BEGIN PROVIDED MATERIAL

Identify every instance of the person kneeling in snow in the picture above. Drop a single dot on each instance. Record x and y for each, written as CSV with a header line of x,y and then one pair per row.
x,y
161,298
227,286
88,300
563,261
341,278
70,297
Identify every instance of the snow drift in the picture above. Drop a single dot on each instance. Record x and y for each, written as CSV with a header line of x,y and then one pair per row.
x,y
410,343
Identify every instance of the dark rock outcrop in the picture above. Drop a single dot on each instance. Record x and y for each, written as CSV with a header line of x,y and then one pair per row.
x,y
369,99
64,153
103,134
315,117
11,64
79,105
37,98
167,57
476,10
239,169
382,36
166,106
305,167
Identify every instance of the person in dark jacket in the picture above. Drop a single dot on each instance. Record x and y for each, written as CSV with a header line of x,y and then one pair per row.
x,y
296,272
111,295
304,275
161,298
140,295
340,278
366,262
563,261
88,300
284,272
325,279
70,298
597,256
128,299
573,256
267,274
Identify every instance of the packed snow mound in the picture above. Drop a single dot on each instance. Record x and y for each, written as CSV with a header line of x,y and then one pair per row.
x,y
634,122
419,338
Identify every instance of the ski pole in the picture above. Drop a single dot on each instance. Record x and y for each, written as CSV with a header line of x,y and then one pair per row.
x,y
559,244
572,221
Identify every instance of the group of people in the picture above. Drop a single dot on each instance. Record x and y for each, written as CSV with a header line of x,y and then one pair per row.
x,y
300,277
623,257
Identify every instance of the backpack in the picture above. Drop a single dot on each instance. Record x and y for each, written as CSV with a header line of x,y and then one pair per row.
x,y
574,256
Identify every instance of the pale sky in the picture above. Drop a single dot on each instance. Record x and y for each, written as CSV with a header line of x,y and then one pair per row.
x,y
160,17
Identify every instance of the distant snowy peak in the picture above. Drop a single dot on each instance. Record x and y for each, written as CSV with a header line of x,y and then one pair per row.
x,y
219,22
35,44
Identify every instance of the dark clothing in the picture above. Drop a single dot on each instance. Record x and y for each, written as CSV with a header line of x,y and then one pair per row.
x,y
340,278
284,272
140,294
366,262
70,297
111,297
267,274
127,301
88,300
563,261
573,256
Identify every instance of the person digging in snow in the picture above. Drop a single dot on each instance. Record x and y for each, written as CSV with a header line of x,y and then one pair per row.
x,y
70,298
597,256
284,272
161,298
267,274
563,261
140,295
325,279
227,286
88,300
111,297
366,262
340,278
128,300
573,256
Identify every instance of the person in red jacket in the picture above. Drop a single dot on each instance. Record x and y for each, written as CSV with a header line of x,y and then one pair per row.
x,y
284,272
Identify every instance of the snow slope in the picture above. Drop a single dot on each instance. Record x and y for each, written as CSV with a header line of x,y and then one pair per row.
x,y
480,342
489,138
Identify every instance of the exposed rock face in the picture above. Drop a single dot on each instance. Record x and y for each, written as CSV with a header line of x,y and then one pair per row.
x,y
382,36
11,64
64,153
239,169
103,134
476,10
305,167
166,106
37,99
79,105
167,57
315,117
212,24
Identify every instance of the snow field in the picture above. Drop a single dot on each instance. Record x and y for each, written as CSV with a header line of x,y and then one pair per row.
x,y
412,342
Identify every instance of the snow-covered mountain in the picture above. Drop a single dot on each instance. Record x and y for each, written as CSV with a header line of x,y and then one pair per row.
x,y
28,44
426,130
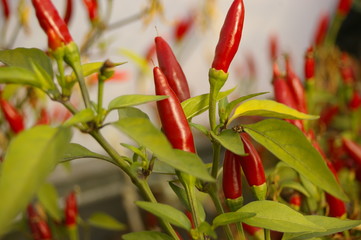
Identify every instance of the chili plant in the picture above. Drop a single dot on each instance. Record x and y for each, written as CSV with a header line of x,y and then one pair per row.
x,y
278,146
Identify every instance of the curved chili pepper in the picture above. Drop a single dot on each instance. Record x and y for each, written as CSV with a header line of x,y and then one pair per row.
x,y
232,178
296,87
309,63
172,69
71,210
174,122
295,201
12,116
92,7
50,21
321,29
39,227
252,167
68,11
284,95
230,37
6,9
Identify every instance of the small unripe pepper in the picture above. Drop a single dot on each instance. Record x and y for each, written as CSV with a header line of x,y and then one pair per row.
x,y
172,69
71,210
252,167
174,122
230,37
12,116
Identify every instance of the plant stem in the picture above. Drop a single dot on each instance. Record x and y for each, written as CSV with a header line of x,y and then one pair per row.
x,y
217,203
267,234
141,184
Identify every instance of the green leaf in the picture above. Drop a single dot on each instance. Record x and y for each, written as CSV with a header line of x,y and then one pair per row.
x,y
290,145
268,108
105,221
30,157
83,116
146,134
294,185
131,112
17,75
76,151
237,101
146,235
332,225
199,104
48,197
167,213
231,141
133,100
231,217
25,57
278,217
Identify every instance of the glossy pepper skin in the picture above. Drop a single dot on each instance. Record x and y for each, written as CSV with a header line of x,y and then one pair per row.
x,y
252,165
92,7
309,63
68,11
12,116
174,122
230,37
71,210
232,178
50,20
172,69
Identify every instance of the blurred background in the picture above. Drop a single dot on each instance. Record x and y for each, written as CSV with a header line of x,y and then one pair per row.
x,y
286,26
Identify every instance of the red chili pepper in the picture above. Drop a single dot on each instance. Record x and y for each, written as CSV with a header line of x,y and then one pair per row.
x,y
296,87
344,7
353,149
183,26
6,9
232,176
172,69
284,95
252,165
174,122
273,47
12,116
355,101
296,200
71,210
309,63
321,30
346,70
92,7
39,227
230,37
68,11
50,21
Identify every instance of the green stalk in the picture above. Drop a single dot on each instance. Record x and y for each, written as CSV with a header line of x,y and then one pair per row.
x,y
141,184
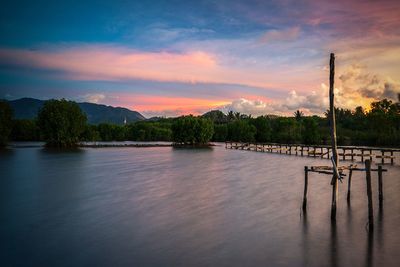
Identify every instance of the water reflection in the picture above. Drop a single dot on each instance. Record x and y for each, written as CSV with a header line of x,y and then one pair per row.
x,y
184,207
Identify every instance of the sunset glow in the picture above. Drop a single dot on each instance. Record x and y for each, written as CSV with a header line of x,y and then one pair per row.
x,y
207,56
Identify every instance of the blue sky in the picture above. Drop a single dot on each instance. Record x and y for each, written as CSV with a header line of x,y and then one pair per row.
x,y
178,57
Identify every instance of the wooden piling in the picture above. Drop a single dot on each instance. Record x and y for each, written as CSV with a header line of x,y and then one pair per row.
x,y
380,186
349,185
391,158
334,181
369,194
305,188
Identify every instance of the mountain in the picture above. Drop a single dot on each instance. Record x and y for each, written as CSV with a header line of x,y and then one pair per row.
x,y
27,108
216,116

END PROVIDED MATERIAL

YOUR TASK »
Can you rewrite all the items above with "a single dot" changed to "one marker" and everything else left as it is, leaving the pictures out of your answer?

WRITTEN RESPONSE »
Identify every instance of the person kneeling in snow in the picture above. Drop one marker on each instance. Record x and y for each, written as CSV with a header line of x,y and then one pair per row.
x,y
161,298
227,286
88,300
563,261
341,278
70,297
Identify every instance of the snow drift in the picture above. Drop one marker on each instance. Record x and y for each, written as CSV with a header line of x,y and then one pair per row.
x,y
410,343
Identify every instance of the dark rock outcrop in the picture above. Drop one marker on each instance. Record x and y for each, written as CSV with a header line of x,y and then one pair per row.
x,y
369,99
64,153
103,134
315,117
11,64
79,105
37,98
167,57
476,10
239,169
382,36
166,106
305,167
Identify every instance of the person in dark jacket in the picture above. Drop one marker on each instance. Record x and y for each, written as CSV with a header line of x,y and then one pair per row.
x,y
296,272
111,295
304,275
161,298
140,295
340,278
366,262
563,261
88,300
284,272
325,279
70,298
597,256
128,299
573,256
267,274
Identify every instance of the packed snow mound in the picture above. Drop one marker on each instance. Record x and y for each, written as CSV with a header line of x,y and then one pair per row.
x,y
634,122
419,338
Identify every instance of the ski pole in the picture above. Drop one marker on each instance. Record x and y for each, written as CSV with a header line of x,y and then one pair per row.
x,y
559,244
572,221
Identify every instance of the group of people in the picture above. Drop one marker on each instance. Record x and y for each, written as CSV with a header line of x,y and then one pair per row.
x,y
300,277
623,257
Identify every instance of the backpack in the picture above. Drop one marker on each instance. Record x and y for each, written as CSV with a header line of x,y and then one pair per row.
x,y
574,256
Identify every instance of the pale sky in the picture above. Drop one marker on each instance. Record x and y for each, written as CSV with a header line of x,y and then one pair per row.
x,y
160,17
Identify every instance of the distant snowy peak in the picture above. Drop one marker on each instance. Record x and y for each, written as CSV with a header line of x,y and then one pair per row.
x,y
219,22
35,44
Identify every instance of the dark clothing in the picture above. Drop one marker on each instance. Record x and y for each, written as CSV with a header line of x,y and then one pair per row.
x,y
340,278
284,272
140,294
366,262
70,297
111,297
267,274
127,301
88,300
563,261
573,256
Identify every instance of the person digging in snow in the picture above. Drop one marker on each instance. Record x and y for each, written as CSV with a header line of x,y and then one pair per row.
x,y
70,298
597,256
284,272
161,298
267,274
563,261
140,295
325,279
227,286
88,300
111,297
366,262
340,278
128,300
573,256
Identify every instance of the person in red jacket in the picture above. Drop one marker on each instance. Record x and y for each, written as CSV with a header line of x,y and then one pair per row.
x,y
284,272
Identify every instance of the snow slope in the picture above. Drop one marker on each instance. Record x and y for each, written as CSV with a header line of x,y and then one pair per row.
x,y
480,342
489,138
Identify every instance of the exposed rock face in the picture above. Drop one marker on each instance. Record x and y for each, written as CSV with a header line of x,y and then one pair per row.
x,y
382,36
11,64
64,153
239,169
103,134
476,10
305,167
166,106
37,99
79,105
167,57
315,117
212,24
Identify every instance of the snow field in the picture above. Drop one marker on each instance. Record x and y for each, written as CSV with a header line of x,y and then one pair per row.
x,y
412,342
Identify every instance of the snow-covered mountain in the picture above. Drop one marker on each instance. Record x and y for each, written as CSV with a header line of x,y and then one pair per row.
x,y
28,44
426,130
Identify every instance of the chili plant in the picture above. Drop one marker on each instance. Record x and y for each, written as CSV with a header line of x,y and then one pair per row.
x,y
278,146
Identify every instance of the curved chili pepper in the picture above. Drop one marker on each instance. Record x and y for each, written as CSV with a header line of x,y and then one pair per row.
x,y
232,178
296,87
309,63
172,69
71,210
174,122
295,201
12,116
92,7
50,21
321,29
39,227
252,167
68,11
284,95
230,37
6,9
Identify every instance of the small unripe pepper in the picture above. Drop one marker on each instance. Record x and y for each, written as CSV with a header line of x,y and then one pair per row.
x,y
172,69
71,210
252,167
174,122
230,37
12,116
Identify every instance of the plant stem in the picture above. Drop one marker on each instance. Record x and y for each, written as CSV with a header line of x,y and then one pair per row.
x,y
217,203
267,234
141,184
Identify every instance of the green leaf in the picture above. Drop one marker on each instance. Record x and y for each, written as CSV with a header line of x,y and then one pair per row.
x,y
290,145
268,108
105,221
30,157
83,116
146,134
294,185
131,112
17,75
76,151
237,101
146,235
332,225
199,104
48,197
167,213
231,141
133,100
231,217
25,57
278,217
Identify every instance of the glossy pepper skin in the picture above. Drop one marker on each instance. Record x and y for each, written as CSV with a header line of x,y and then one pair per row.
x,y
252,165
92,7
309,63
68,11
12,116
174,122
230,37
71,210
232,178
50,20
172,69
Identify every instance of the blurred background in the picture above. Drop one marker on each instance. Record x and y for each, written as CSV with a header line of x,y and then one pair per row.
x,y
286,26
Identify every instance of the red chili pepper in the picture above. Drop one marker on each instance. Record x and y for each, written as CSV with a header line of x,y and then one pair per row.
x,y
296,87
344,7
353,149
183,26
6,9
232,176
172,69
284,95
252,165
174,122
273,47
12,116
355,101
296,200
71,210
309,63
321,30
346,70
92,7
39,227
230,37
68,11
50,21
Identify every instance of the green stalk in the picture above. Drop one marker on each instance. Record x and y for each, written as CSV with a header line of x,y and then one pair per row.
x,y
141,184
Identify every instance of the water reflection in the picture above. Drop one marker on each instance. Record x and y for each, written as CSV with a header line of x,y and then one pair per row.
x,y
184,207
Identify every instance of the sunset glow in the picture above. Drop one marker on each instance. Record x and y for each, written as CSV with a header line of x,y and then one pair per row.
x,y
207,56
Identify every instance of the blue sky in the picture above. Drop one marker on each instance. Record x and y for each, written as CSV with a header line of x,y and then one pair per row.
x,y
178,57
Identify every instance of the wooden piling in the picture above. Drop one marker on each instance. Record x and y for each, written as CSV with a header line of x,y and then one pair per row.
x,y
380,186
349,185
391,158
334,181
369,194
305,188
Identify every instance of the mountain in the picture above. Drop one marker on each instance. Record x and y for each, written as CSV with a header line of x,y and then one pair per row.
x,y
27,108
216,116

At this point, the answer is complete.